◆ PROBLEM DETAILS
Leaving out every picture, quote the data below exactly as it appears.

◆ SUPPLIED ENTRIES
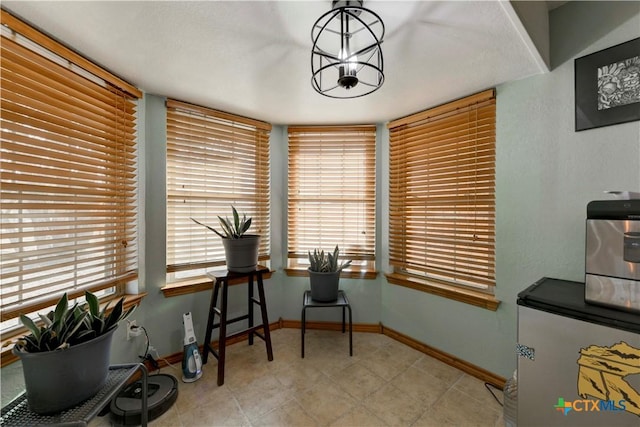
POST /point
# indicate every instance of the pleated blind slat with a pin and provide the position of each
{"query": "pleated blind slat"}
(68, 174)
(214, 160)
(442, 192)
(332, 193)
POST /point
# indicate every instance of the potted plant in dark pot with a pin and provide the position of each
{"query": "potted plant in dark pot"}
(65, 358)
(240, 249)
(324, 274)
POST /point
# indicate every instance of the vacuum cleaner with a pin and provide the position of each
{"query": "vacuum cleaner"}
(191, 361)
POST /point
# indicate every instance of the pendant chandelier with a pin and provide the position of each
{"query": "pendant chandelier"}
(346, 59)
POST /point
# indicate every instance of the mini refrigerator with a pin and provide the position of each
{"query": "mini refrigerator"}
(578, 364)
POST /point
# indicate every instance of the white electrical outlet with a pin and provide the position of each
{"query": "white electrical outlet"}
(133, 330)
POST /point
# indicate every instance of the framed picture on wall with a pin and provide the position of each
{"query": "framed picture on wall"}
(607, 86)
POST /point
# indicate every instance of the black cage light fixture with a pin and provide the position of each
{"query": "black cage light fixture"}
(346, 59)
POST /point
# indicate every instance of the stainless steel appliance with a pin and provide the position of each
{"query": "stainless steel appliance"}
(578, 363)
(613, 254)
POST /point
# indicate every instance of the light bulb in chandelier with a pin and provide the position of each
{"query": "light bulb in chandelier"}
(346, 58)
(347, 76)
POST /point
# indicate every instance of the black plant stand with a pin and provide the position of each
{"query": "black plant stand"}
(342, 301)
(17, 412)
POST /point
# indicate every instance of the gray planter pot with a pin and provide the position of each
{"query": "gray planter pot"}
(60, 379)
(242, 254)
(324, 285)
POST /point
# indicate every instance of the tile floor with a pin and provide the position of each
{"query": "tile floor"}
(385, 383)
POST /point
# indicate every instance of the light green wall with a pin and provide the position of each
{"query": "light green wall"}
(545, 175)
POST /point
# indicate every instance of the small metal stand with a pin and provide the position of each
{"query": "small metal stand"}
(342, 301)
(18, 414)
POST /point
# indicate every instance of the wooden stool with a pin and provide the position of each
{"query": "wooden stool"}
(342, 301)
(221, 279)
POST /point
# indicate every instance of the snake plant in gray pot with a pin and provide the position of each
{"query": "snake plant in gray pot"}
(240, 248)
(65, 357)
(324, 274)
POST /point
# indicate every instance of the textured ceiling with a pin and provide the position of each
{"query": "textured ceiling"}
(253, 58)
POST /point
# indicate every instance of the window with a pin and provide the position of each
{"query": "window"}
(332, 195)
(214, 160)
(68, 175)
(442, 198)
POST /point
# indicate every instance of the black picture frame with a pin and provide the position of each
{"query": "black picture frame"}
(607, 86)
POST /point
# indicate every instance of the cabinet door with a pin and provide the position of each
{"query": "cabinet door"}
(575, 373)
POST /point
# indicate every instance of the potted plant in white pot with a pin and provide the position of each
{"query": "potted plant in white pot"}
(324, 274)
(241, 249)
(65, 358)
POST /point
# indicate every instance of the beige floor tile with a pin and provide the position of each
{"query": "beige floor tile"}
(261, 396)
(298, 376)
(358, 381)
(384, 363)
(394, 407)
(476, 389)
(385, 383)
(455, 408)
(358, 416)
(438, 369)
(420, 385)
(289, 414)
(326, 401)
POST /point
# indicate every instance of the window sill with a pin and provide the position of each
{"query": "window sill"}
(198, 284)
(362, 274)
(467, 296)
(7, 355)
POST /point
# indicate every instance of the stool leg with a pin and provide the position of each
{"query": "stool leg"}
(265, 318)
(350, 332)
(304, 322)
(250, 305)
(210, 322)
(222, 339)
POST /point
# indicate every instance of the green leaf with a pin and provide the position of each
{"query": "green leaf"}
(29, 324)
(47, 322)
(236, 218)
(245, 226)
(94, 304)
(61, 308)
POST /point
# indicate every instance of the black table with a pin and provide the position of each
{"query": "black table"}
(18, 414)
(342, 301)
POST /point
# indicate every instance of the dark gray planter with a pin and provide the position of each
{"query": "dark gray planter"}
(60, 379)
(242, 254)
(324, 285)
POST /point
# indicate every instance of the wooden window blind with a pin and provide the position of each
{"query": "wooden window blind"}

◆ RESPONSE FOR THIS EXERCISE
POST /point
# indicate every instance of the pleated blind slat with a pin and provide the position of each
{"query": "pleated blind slat"}
(68, 174)
(214, 160)
(442, 192)
(332, 193)
POST /point
# indicate every instance of the potted plant in dark pot with a pin and provide the position of each
{"query": "potted plant in dark pot"}
(65, 358)
(240, 249)
(324, 274)
POST /point
# indicate every instance of the vacuum cleaner with a pin and provide the position of each
{"query": "vacuum cleaner"}
(191, 361)
POST /point
# indicate every instance of the pendant chandelier with a pin and provide the position of each
{"query": "pendant chandelier"}
(346, 59)
POST /point
# indicate every instance of the mini refrigerator with a pin and provide the position of each
{"query": "mini refrigerator"}
(578, 364)
POST /point
# indicate every instance of the white electrical outlet with a pin and provide the position of each
{"query": "white electrical outlet"}
(133, 330)
POST /point
# indicate every instance of the framed picture on wall with a pin and provide the position of each
{"query": "framed picture on wall"}
(607, 86)
POST /point
# indicate every instance of the black cage light fixture with a pin and provide the position of each
{"query": "black cage light fixture"}
(346, 59)
POST /point
# indicate every instance of the stainless steel appliance with a pin and provide the position of each
{"query": "stainless steel appliance"}
(578, 363)
(613, 254)
POST /point
# indicate every instance of the light bulb in chandelier with a pin and provide the position of each
{"query": "light bulb in chandelier"}
(346, 58)
(347, 76)
POST /point
# indicate every instance of the black plant stand with a pin and provide the position of each
{"query": "black plant stand"}
(342, 301)
(17, 412)
POST /point
# indicate every instance of the gray planter pot with a pin and provide the position of each
{"query": "gray planter pot"}
(60, 379)
(242, 254)
(324, 285)
POST /point
# indicate every instance of the tile floor with a pin and provide the position of each
{"query": "tile floor"}
(385, 383)
POST /point
# indicate every instance of the light green wall with a pin and provide the position of each
{"query": "light green wall"}
(545, 175)
POST /point
# indicate every instance of the small metal stand with a pin and provide the position of each
{"query": "small metal stand"}
(342, 301)
(18, 414)
POST /point
# indicate every instance of the wooden stool with a pin and provide the position of each
{"query": "wooden stool"}
(342, 301)
(221, 279)
POST /point
# indicate every instance of the snake plant in gray pot with a pin and provide the position of each
{"query": "snake plant in gray pot"}
(240, 248)
(65, 357)
(324, 274)
POST /point
# indicate every instance of the textured ceiling with a pin and provide the position of each
{"query": "textured ceiling"}
(253, 58)
POST /point
# indicate every instance of the window with a pin and provide the position of each
{"query": "window"}
(332, 195)
(214, 160)
(68, 175)
(442, 198)
POST /point
# indicate every instance of the black picture frame with a pin and provide the position of each
{"query": "black picture frame"}
(607, 86)
POST /point
# indicate every instance of the cabinet door with a pin and provide the position of each
{"query": "cabinet door"}
(575, 373)
POST /point
# indicate every instance of the potted plant in white pot with a pin and provide the position of each
{"query": "potted plant in white pot"}
(324, 274)
(241, 249)
(65, 358)
POST /point
# indicate every instance of the beige floor tile with a pin and provide the position of each
{"query": "beige floor tile"}
(261, 396)
(298, 376)
(358, 381)
(384, 363)
(394, 407)
(476, 389)
(385, 383)
(455, 408)
(358, 416)
(438, 369)
(420, 385)
(289, 414)
(326, 401)
POST /point
# indicate every instance of the window sill with a pin and provide the position of each
{"query": "window sill"}
(198, 284)
(362, 274)
(467, 296)
(7, 355)
POST /point
# indicate every instance of the stool leg with a pin and provide the position of each
{"query": "stool leg"}
(265, 318)
(350, 332)
(304, 322)
(250, 305)
(210, 322)
(222, 339)
POST /point
# indicate every instance of the green leaf with a pin and provide the position of each
{"query": "green leaf"}
(29, 324)
(47, 322)
(236, 218)
(245, 226)
(94, 304)
(61, 308)
POST /point
# indicate every instance of the black table with a pin and provide the position of each
{"query": "black table"}
(18, 414)
(342, 301)
POST /point
# indicate every instance of the dark gray planter with a pin and provide the position of each
{"query": "dark gray planter"}
(60, 379)
(242, 254)
(324, 285)
POST /point
# indicate every instance of the wooden window blind with a pin and provide the position of each
{"query": "wooden window blind"}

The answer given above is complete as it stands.